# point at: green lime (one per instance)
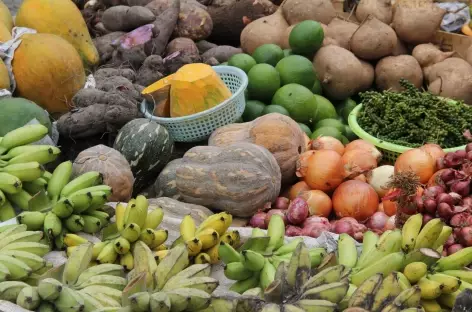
(327, 131)
(329, 122)
(253, 110)
(306, 37)
(305, 129)
(288, 52)
(316, 89)
(243, 61)
(298, 100)
(275, 109)
(268, 53)
(296, 69)
(325, 109)
(264, 81)
(350, 135)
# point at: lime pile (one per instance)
(285, 82)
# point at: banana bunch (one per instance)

**ASSIGNMENT**:
Each entry should come back exactly as written, with its pictures omitted.

**TASK OUTPUT**:
# point at: green lime (one per instance)
(327, 131)
(329, 122)
(253, 110)
(306, 37)
(305, 129)
(288, 52)
(316, 89)
(243, 61)
(298, 100)
(275, 109)
(268, 53)
(296, 69)
(325, 109)
(264, 81)
(350, 135)
# point at: lime pile (one per instance)
(285, 82)
# point at: banana bunch (one per instance)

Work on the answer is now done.